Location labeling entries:
====
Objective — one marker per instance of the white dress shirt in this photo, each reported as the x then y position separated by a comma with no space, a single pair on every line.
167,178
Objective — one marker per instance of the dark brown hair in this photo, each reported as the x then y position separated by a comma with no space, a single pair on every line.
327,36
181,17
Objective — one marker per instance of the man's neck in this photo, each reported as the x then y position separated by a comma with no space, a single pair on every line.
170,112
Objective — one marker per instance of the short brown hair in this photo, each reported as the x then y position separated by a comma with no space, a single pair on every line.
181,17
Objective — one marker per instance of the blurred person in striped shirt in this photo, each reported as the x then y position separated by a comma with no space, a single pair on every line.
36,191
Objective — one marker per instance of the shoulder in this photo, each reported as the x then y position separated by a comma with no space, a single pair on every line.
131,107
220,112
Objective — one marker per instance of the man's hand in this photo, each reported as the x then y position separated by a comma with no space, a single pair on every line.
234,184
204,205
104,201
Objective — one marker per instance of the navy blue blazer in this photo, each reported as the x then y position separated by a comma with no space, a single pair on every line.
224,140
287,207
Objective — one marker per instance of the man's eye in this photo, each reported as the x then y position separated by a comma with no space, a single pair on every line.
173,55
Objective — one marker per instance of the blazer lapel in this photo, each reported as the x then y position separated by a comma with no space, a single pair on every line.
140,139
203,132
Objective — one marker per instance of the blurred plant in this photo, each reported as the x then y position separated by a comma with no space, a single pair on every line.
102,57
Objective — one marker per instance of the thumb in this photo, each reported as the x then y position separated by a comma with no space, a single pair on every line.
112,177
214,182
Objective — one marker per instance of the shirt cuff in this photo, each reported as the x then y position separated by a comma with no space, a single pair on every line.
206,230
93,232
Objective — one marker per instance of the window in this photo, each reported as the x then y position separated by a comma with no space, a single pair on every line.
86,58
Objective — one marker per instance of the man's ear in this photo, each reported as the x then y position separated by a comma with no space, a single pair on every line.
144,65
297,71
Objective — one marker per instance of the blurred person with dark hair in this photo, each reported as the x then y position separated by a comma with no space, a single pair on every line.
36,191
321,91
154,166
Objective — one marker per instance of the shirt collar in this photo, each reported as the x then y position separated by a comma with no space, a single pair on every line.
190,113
====
Reproduce all of the entries above verbatim, leaving every line unchanged.

WRITTEN RESPONSE:
Objective — one marker per instance of the white dress shirt in this photo, each reported as the x then y position separated by a comma with no space, a single pair on every line.
167,178
Objective — one marker per instance of the dark brown hair in this photo, each reported as the x then y position separated by a comma with no space, a single pair on every line.
327,36
181,17
Objective — one marker per instance of the man's neck in this photo, each reported as the x then y position separated by a comma with no space, a single pair on every line.
170,112
Objective — one marker per instance of the short brown hair in this photo, each reported as the x then y position separated by a comma with no space, a single pair on every line.
181,17
Objective — one marker per instance of the blurred person in striped shirt in this photo, each reported as the x then y position separated by a comma with no space, a single pair on every line.
36,191
Objective — one marker per instance of the shoulder in this photo, each reported as the x then y position separated by a comma with no space, a single pair on every line.
131,107
220,112
Objective — one marker per instance of the man's hand in this photo, each reported as the x then y position separated by a comma with no space, a single pair on every line.
234,184
204,205
104,201
Objective — one marker per instance of the navy blue blazer in this photo, each reported as the x then y position separated by a comma with no space, a single pair on every line.
224,140
287,207
Objective — one marker per instance of the man's eye in this photo, each reported as the x then y position separated by a comma with no space, a single pair on every line.
173,55
Objective — one marker per instance of the blazer lapel in this photo, each reported as the x then y position separated by a comma with no space, a single pair on every line.
140,139
203,132
Objective — one marker per instance of the blurred plant in this photo, each reported as the x then y position separated by a comma with no space, a single pair on every line.
102,57
Objective — one marker per instance of the thumb in this photo, each reported as the x then y position separated by a comma with no space, a single pair on every line.
112,177
214,182
Objective — one marker per instance of the shirt cuff in this photo, each reported as the x then y position separated by a comma with no space, a single pair on every line.
206,230
93,232
Objective — one marker per instance of the window in this photo, each reported as the x then y position separated by a comma with no space, a single pair on every line.
86,58
Objective — one marker per instance of the man's ear in this photo, each reported as the x then y position separated by a comma with no space, a single pair on every line.
144,65
297,71
Objective — one marker per instance of the blurred person with dark hair in this photo, each reported as the x then y position separated by a comma with no space, a single pair on every line.
36,191
321,91
154,166
Objective — one marker per instance of the shirt collar in this photo, each reported as the x then y position separated by a comma with no space, a single pair on every line.
190,113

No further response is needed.